(Image point grounding data)
Start of Block

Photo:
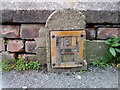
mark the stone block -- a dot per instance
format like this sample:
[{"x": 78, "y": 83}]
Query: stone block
[
  {"x": 105, "y": 33},
  {"x": 30, "y": 31},
  {"x": 10, "y": 31},
  {"x": 41, "y": 40},
  {"x": 41, "y": 55},
  {"x": 15, "y": 46},
  {"x": 30, "y": 46},
  {"x": 66, "y": 19},
  {"x": 90, "y": 33},
  {"x": 31, "y": 57},
  {"x": 95, "y": 49}
]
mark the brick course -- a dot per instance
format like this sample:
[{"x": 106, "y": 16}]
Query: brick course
[
  {"x": 15, "y": 46},
  {"x": 10, "y": 31},
  {"x": 30, "y": 46},
  {"x": 105, "y": 33},
  {"x": 30, "y": 31}
]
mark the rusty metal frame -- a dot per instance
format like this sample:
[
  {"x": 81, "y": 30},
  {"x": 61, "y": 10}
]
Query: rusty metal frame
[{"x": 54, "y": 52}]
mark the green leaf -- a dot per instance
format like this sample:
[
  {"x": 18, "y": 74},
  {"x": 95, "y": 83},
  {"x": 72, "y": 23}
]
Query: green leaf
[
  {"x": 112, "y": 51},
  {"x": 118, "y": 50}
]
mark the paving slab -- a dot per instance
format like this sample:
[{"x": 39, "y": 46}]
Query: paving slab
[{"x": 94, "y": 77}]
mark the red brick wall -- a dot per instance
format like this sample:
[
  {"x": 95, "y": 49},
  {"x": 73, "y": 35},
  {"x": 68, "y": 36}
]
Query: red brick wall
[{"x": 20, "y": 38}]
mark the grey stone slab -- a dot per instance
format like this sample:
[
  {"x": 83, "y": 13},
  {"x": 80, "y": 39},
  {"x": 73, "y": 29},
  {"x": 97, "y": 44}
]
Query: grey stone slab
[
  {"x": 94, "y": 77},
  {"x": 40, "y": 16}
]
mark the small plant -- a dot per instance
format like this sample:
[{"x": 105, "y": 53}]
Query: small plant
[
  {"x": 6, "y": 42},
  {"x": 100, "y": 63},
  {"x": 113, "y": 50},
  {"x": 82, "y": 71},
  {"x": 20, "y": 65}
]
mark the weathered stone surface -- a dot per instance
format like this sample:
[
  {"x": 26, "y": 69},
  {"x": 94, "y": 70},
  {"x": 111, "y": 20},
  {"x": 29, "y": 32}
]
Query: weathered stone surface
[
  {"x": 90, "y": 33},
  {"x": 30, "y": 31},
  {"x": 41, "y": 40},
  {"x": 31, "y": 57},
  {"x": 41, "y": 55},
  {"x": 104, "y": 33},
  {"x": 30, "y": 46},
  {"x": 95, "y": 49},
  {"x": 65, "y": 19},
  {"x": 10, "y": 31},
  {"x": 15, "y": 46},
  {"x": 1, "y": 45},
  {"x": 56, "y": 4},
  {"x": 7, "y": 56},
  {"x": 119, "y": 32}
]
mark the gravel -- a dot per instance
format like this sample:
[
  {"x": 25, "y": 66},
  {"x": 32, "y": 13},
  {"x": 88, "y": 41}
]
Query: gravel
[{"x": 94, "y": 77}]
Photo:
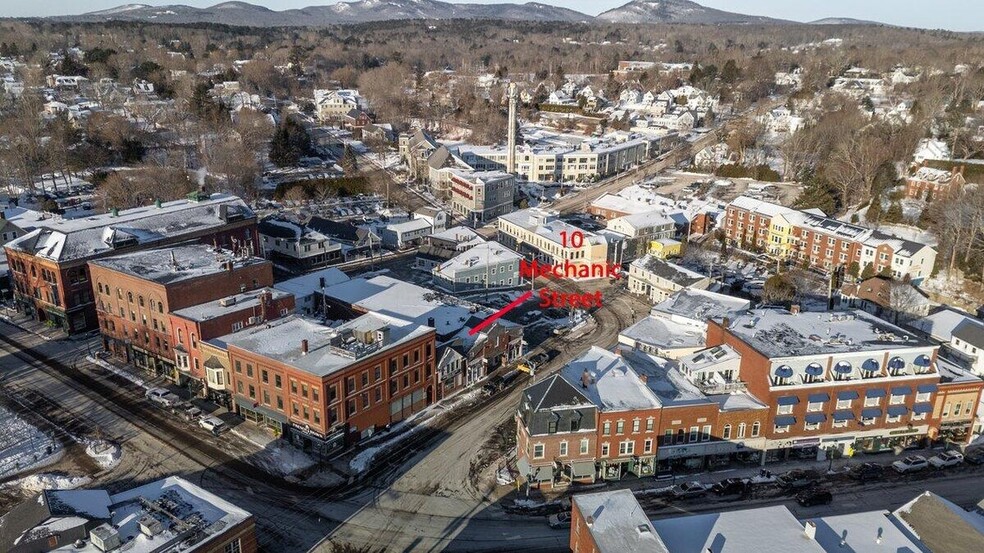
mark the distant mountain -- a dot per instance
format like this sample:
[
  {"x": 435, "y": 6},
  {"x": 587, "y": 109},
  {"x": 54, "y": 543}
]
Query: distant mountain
[
  {"x": 678, "y": 11},
  {"x": 845, "y": 21},
  {"x": 243, "y": 13}
]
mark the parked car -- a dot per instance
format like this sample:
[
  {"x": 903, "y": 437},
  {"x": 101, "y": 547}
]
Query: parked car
[
  {"x": 162, "y": 397},
  {"x": 812, "y": 498},
  {"x": 213, "y": 424},
  {"x": 869, "y": 471},
  {"x": 560, "y": 520},
  {"x": 946, "y": 459},
  {"x": 912, "y": 463},
  {"x": 975, "y": 457},
  {"x": 798, "y": 479},
  {"x": 689, "y": 489},
  {"x": 730, "y": 486}
]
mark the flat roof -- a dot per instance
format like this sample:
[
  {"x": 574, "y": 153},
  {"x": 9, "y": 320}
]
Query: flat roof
[
  {"x": 170, "y": 265},
  {"x": 779, "y": 333},
  {"x": 330, "y": 349}
]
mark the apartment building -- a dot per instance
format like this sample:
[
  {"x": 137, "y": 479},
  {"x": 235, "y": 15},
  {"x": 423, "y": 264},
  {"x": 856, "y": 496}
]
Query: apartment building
[
  {"x": 541, "y": 234},
  {"x": 811, "y": 237},
  {"x": 48, "y": 265},
  {"x": 136, "y": 293},
  {"x": 191, "y": 326},
  {"x": 835, "y": 380},
  {"x": 327, "y": 387},
  {"x": 479, "y": 197}
]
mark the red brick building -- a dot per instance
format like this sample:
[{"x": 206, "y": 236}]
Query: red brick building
[
  {"x": 48, "y": 265},
  {"x": 326, "y": 387},
  {"x": 136, "y": 293},
  {"x": 193, "y": 325}
]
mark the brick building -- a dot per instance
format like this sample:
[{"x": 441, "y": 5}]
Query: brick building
[
  {"x": 136, "y": 293},
  {"x": 191, "y": 326},
  {"x": 48, "y": 267},
  {"x": 322, "y": 387}
]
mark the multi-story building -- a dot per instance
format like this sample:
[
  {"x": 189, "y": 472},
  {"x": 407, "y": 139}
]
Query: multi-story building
[
  {"x": 152, "y": 518},
  {"x": 48, "y": 265},
  {"x": 486, "y": 265},
  {"x": 135, "y": 294},
  {"x": 480, "y": 197},
  {"x": 325, "y": 387},
  {"x": 658, "y": 279},
  {"x": 811, "y": 237},
  {"x": 543, "y": 235},
  {"x": 835, "y": 380},
  {"x": 190, "y": 326}
]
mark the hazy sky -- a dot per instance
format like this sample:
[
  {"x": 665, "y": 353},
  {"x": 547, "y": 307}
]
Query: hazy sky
[{"x": 957, "y": 15}]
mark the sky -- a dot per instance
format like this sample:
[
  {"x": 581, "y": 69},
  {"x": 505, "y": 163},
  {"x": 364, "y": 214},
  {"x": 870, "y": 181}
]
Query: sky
[{"x": 956, "y": 15}]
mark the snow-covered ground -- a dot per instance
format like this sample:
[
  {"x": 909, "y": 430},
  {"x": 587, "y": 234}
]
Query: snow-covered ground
[{"x": 22, "y": 446}]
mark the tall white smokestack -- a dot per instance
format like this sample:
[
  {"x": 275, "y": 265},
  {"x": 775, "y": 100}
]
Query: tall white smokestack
[{"x": 511, "y": 154}]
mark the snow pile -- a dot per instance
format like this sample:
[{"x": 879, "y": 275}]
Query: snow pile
[
  {"x": 105, "y": 454},
  {"x": 118, "y": 371},
  {"x": 47, "y": 481},
  {"x": 22, "y": 446},
  {"x": 281, "y": 458}
]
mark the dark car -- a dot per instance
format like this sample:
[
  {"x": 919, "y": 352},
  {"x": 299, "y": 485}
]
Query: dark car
[
  {"x": 869, "y": 471},
  {"x": 730, "y": 486},
  {"x": 798, "y": 479},
  {"x": 813, "y": 498}
]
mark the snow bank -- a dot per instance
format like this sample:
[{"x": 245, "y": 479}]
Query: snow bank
[{"x": 119, "y": 372}]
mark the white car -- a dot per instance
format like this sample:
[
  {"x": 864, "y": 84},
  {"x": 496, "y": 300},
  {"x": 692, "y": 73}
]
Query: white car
[
  {"x": 162, "y": 397},
  {"x": 946, "y": 459},
  {"x": 212, "y": 424},
  {"x": 911, "y": 463}
]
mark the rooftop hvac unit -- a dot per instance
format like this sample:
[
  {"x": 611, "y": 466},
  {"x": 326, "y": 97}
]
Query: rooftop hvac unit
[{"x": 105, "y": 537}]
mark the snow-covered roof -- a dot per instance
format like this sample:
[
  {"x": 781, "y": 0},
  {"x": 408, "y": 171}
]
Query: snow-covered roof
[
  {"x": 307, "y": 284},
  {"x": 780, "y": 333},
  {"x": 330, "y": 349},
  {"x": 484, "y": 254},
  {"x": 618, "y": 523},
  {"x": 763, "y": 530},
  {"x": 230, "y": 304},
  {"x": 614, "y": 385},
  {"x": 63, "y": 239},
  {"x": 171, "y": 265}
]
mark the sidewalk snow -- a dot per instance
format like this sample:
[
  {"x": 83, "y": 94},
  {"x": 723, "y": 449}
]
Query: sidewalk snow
[
  {"x": 23, "y": 447},
  {"x": 118, "y": 371},
  {"x": 47, "y": 481},
  {"x": 106, "y": 454}
]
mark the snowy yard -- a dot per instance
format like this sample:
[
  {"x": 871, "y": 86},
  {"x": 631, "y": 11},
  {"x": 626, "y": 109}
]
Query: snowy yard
[{"x": 22, "y": 446}]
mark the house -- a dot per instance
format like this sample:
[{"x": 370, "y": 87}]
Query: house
[{"x": 486, "y": 265}]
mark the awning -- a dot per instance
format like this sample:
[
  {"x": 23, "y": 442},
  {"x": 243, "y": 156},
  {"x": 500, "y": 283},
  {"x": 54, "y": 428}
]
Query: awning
[
  {"x": 897, "y": 410},
  {"x": 785, "y": 421},
  {"x": 581, "y": 469},
  {"x": 870, "y": 413},
  {"x": 250, "y": 406}
]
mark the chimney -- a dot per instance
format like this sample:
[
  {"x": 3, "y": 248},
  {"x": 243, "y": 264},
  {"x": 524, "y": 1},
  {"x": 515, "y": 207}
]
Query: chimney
[{"x": 811, "y": 530}]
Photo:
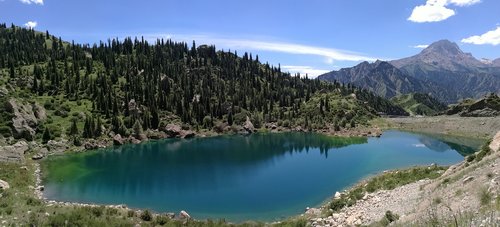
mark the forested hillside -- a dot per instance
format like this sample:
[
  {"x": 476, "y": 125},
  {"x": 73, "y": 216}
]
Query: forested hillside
[
  {"x": 133, "y": 85},
  {"x": 419, "y": 104}
]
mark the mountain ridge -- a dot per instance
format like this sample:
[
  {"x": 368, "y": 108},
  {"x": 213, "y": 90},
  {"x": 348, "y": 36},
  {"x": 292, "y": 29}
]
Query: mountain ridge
[{"x": 442, "y": 70}]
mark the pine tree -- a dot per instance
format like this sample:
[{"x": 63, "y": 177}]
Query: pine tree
[
  {"x": 137, "y": 127},
  {"x": 46, "y": 135},
  {"x": 73, "y": 130}
]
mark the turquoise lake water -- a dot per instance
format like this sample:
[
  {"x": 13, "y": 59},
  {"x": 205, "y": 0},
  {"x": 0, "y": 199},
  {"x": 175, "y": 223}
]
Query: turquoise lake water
[{"x": 262, "y": 177}]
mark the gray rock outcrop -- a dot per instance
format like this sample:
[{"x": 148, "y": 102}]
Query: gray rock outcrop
[
  {"x": 13, "y": 153},
  {"x": 118, "y": 140},
  {"x": 26, "y": 118}
]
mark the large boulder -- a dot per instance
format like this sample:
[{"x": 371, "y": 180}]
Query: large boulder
[
  {"x": 26, "y": 118},
  {"x": 4, "y": 185},
  {"x": 13, "y": 153},
  {"x": 92, "y": 144},
  {"x": 172, "y": 130},
  {"x": 184, "y": 215},
  {"x": 187, "y": 134},
  {"x": 248, "y": 126},
  {"x": 57, "y": 146},
  {"x": 495, "y": 143}
]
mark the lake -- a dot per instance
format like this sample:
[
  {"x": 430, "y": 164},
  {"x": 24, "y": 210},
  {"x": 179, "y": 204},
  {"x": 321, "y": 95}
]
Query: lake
[{"x": 262, "y": 177}]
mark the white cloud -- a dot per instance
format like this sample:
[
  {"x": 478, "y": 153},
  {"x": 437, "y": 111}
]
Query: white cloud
[
  {"x": 283, "y": 47},
  {"x": 36, "y": 2},
  {"x": 422, "y": 46},
  {"x": 464, "y": 2},
  {"x": 303, "y": 70},
  {"x": 490, "y": 37},
  {"x": 31, "y": 24},
  {"x": 437, "y": 10}
]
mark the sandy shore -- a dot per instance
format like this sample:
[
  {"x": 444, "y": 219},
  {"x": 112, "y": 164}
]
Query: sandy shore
[{"x": 477, "y": 127}]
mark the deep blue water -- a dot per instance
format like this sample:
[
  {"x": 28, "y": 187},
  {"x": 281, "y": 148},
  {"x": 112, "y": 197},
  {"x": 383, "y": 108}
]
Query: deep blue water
[{"x": 259, "y": 177}]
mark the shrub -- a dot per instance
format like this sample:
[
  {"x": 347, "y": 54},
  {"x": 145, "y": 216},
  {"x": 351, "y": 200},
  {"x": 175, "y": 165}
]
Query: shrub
[
  {"x": 391, "y": 217},
  {"x": 33, "y": 202},
  {"x": 162, "y": 220},
  {"x": 471, "y": 157},
  {"x": 146, "y": 215},
  {"x": 5, "y": 131},
  {"x": 338, "y": 204},
  {"x": 49, "y": 105},
  {"x": 485, "y": 150},
  {"x": 484, "y": 196},
  {"x": 437, "y": 200},
  {"x": 111, "y": 211}
]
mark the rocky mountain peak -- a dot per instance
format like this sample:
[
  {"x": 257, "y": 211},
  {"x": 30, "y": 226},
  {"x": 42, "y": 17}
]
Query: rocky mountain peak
[
  {"x": 443, "y": 47},
  {"x": 442, "y": 54}
]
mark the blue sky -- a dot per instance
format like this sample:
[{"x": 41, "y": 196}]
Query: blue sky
[{"x": 312, "y": 36}]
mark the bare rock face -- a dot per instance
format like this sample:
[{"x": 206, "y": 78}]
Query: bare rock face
[
  {"x": 26, "y": 118},
  {"x": 57, "y": 147},
  {"x": 495, "y": 143},
  {"x": 13, "y": 153}
]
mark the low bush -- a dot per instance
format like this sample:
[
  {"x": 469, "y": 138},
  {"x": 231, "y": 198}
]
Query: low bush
[
  {"x": 146, "y": 215},
  {"x": 387, "y": 181},
  {"x": 162, "y": 220},
  {"x": 484, "y": 196}
]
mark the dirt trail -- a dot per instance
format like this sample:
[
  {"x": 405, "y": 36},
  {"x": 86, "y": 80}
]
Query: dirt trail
[
  {"x": 479, "y": 127},
  {"x": 466, "y": 194}
]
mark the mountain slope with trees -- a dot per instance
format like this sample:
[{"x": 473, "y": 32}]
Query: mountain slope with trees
[
  {"x": 419, "y": 104},
  {"x": 132, "y": 86}
]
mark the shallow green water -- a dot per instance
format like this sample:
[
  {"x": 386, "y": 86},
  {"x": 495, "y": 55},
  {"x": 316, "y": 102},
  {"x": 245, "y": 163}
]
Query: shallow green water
[{"x": 259, "y": 177}]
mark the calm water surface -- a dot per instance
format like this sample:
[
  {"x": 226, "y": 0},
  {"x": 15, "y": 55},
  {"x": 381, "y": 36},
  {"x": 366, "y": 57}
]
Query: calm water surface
[{"x": 259, "y": 177}]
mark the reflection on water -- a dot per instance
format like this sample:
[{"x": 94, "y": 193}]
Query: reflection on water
[{"x": 262, "y": 176}]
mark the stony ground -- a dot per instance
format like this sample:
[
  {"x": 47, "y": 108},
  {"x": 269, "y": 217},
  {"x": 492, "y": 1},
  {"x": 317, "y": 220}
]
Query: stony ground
[
  {"x": 480, "y": 127},
  {"x": 467, "y": 194}
]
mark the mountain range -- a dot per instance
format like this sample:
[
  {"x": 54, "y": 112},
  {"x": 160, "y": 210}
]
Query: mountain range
[{"x": 441, "y": 70}]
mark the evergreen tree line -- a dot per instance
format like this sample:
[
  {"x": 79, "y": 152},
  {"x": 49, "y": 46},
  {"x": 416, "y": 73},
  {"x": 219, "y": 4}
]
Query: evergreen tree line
[{"x": 134, "y": 81}]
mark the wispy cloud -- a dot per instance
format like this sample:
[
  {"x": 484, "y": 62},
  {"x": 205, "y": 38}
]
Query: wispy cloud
[
  {"x": 31, "y": 24},
  {"x": 437, "y": 10},
  {"x": 490, "y": 37},
  {"x": 304, "y": 70},
  {"x": 422, "y": 46},
  {"x": 329, "y": 54},
  {"x": 29, "y": 2}
]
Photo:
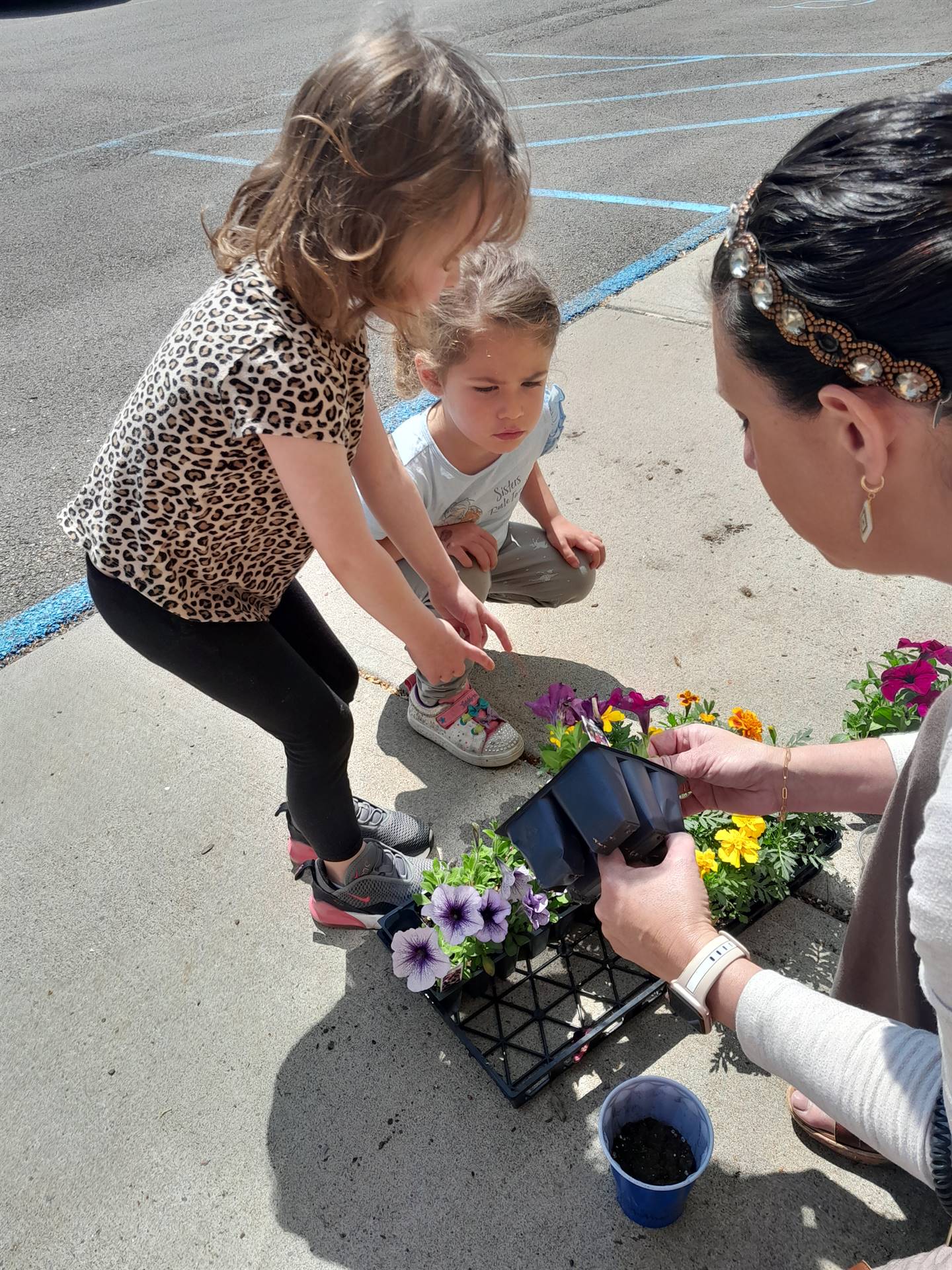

End of Block

Print again the lines of the entries above that fall between the line holding "mark the snow pile -- a dot per instance" and the line holding "mark the dark car -- a dot per instance", inclusive, exactly as they stand.

» **Written answer**:
mark the snow pile -- a dot per instance
format like this sample:
[{"x": 879, "y": 275}]
Query: snow pile
[
  {"x": 105, "y": 454},
  {"x": 118, "y": 371},
  {"x": 47, "y": 481},
  {"x": 22, "y": 446},
  {"x": 281, "y": 458}
]
mark the dark car -- a dot per instance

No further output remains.